### [Set exercise]
Would you render the lines below as a Markdown table with the columns "No." and "Line", numbering each row, leaving out blank lines, and omitting the pictures?

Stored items
══════════
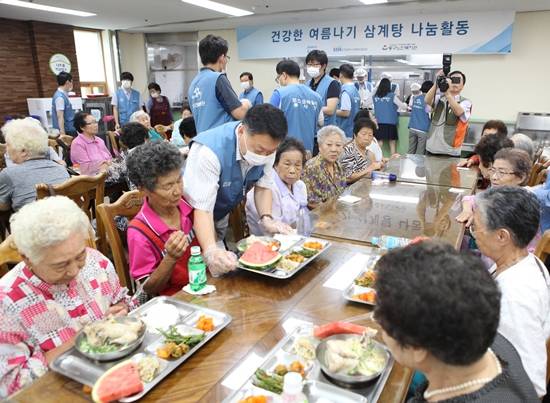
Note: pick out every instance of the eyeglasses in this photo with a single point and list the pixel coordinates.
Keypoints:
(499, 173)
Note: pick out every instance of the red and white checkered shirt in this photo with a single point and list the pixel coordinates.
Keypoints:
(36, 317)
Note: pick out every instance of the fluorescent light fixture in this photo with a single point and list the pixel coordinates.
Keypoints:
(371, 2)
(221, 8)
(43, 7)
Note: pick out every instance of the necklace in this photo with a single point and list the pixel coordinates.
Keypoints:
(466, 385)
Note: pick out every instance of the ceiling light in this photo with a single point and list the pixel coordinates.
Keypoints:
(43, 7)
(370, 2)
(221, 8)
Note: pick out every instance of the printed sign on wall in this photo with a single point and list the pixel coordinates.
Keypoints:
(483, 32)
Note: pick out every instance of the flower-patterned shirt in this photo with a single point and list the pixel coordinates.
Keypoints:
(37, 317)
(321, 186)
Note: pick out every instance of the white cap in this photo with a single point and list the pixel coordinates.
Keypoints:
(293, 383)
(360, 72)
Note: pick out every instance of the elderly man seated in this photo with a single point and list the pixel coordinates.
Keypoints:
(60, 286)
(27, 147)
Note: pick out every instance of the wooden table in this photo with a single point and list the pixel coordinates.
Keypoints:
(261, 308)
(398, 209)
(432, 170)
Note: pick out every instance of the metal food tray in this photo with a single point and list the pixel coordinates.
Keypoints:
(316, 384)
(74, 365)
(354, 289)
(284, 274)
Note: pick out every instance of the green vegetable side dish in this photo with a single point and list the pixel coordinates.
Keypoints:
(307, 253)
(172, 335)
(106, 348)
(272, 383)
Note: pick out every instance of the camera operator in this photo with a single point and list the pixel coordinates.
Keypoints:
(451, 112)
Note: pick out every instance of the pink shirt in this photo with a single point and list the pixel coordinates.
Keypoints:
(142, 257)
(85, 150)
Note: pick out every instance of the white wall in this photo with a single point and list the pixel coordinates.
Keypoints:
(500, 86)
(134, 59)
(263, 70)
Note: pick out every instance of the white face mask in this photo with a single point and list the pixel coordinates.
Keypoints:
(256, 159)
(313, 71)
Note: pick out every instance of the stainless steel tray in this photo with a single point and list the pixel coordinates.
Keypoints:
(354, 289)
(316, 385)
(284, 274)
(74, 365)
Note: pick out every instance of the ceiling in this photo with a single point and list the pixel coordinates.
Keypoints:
══════════
### [Solution for this problem]
| No. | Line |
|---|---|
| 1 | Note: pick out every instance of the eyeglasses in this photo with a single point and list the pixel coordinates. |
| 2 | Keypoints: |
| 3 | (499, 173) |
| 4 | Note: pick out every instance of the red and white checkered shirt in this photo with a single point and list the pixel coordinates. |
| 5 | Keypoints: |
| 6 | (36, 317) |
| 7 | Note: pick out every instance of the fluorescent light fixture in this photo with a single point and list the pixel coordinates. |
| 8 | Keypoints: |
| 9 | (371, 2) |
| 10 | (221, 8) |
| 11 | (43, 7) |
| 12 | Note: pick out every instance of the necklace in this photo with a single point and list the pixel coordinates. |
| 13 | Keypoints: |
| 14 | (466, 385) |
| 15 | Note: pick out every instance of the ceiling light in this photo with a single point and list the pixel coordinates. |
| 16 | Keypoints: |
| 17 | (43, 7) |
| 18 | (370, 2) |
| 19 | (221, 8) |
| 20 | Note: pick out every instance of the printed sign on wall in this photo with a single point and list the pixel coordinates. |
| 21 | Keypoints: |
| 22 | (483, 32) |
| 23 | Note: pick out every instance of the flower-patterned shirt in this photo with a single point and list the pixel coordinates. |
| 24 | Keypoints: |
| 25 | (37, 317) |
| 26 | (321, 186) |
| 27 | Note: pick out every instance of the white cap in this photo with a single point and list the pixel coordinates. |
| 28 | Keypoints: |
| 29 | (293, 383) |
| 30 | (360, 72) |
| 31 | Note: pick out every instance of the elderly man seated in this photo with a single point and list the pixel coordinates. |
| 32 | Keypoints: |
| 33 | (60, 286) |
| 34 | (27, 147) |
| 35 | Note: pick out every instance of the wooden table in this photo with a single point and list the pixel coordinates. |
| 36 | Keypoints: |
| 37 | (261, 308) |
| 38 | (398, 209) |
| 39 | (432, 170) |
| 40 | Note: pick out every instance of the metal food tray in this photo with a single point and list the pixel coordinates. |
| 41 | Keypoints: |
| 42 | (316, 384) |
| 43 | (74, 365) |
| 44 | (354, 289) |
| 45 | (284, 274) |
| 46 | Note: pick out every instance of the green vegetable side dish in this photo with a single point and list the pixel coordinates. |
| 47 | Keypoints: |
| 48 | (307, 253) |
| 49 | (172, 335) |
| 50 | (106, 348) |
| 51 | (272, 383) |
| 52 | Note: pick out every instance of the camera operator in this photo with a single point and list the pixel coordinates. |
| 53 | Keypoints: |
| 54 | (451, 112) |
| 55 | Note: pick out every instance of the pink shirt in this photo with a single point and list the pixel coordinates. |
| 56 | Keypoints: |
| 57 | (142, 257) |
| 58 | (85, 150) |
| 59 | Note: pick out every instance of the white wall in this photo with a single point and list the pixel coordinates. |
| 60 | Keypoints: |
| 61 | (500, 86) |
| 62 | (134, 59) |
| 63 | (263, 70) |
| 64 | Note: pick out every instance of the white face mask in this photo with a single point and list the pixel coordinates. |
| 65 | Keypoints: |
| 66 | (256, 159) |
| 67 | (313, 71) |
| 68 | Note: pick out every instance of the stainless steel tray in this photo with a single point and list the pixel coordinates. |
| 69 | Keypoints: |
| 70 | (354, 289) |
| 71 | (316, 385) |
| 72 | (284, 274) |
| 73 | (74, 365) |
| 74 | Note: pick out every instance of the ceiling in this photo with a single point and list the pixel coordinates. |
| 75 | Keypoints: |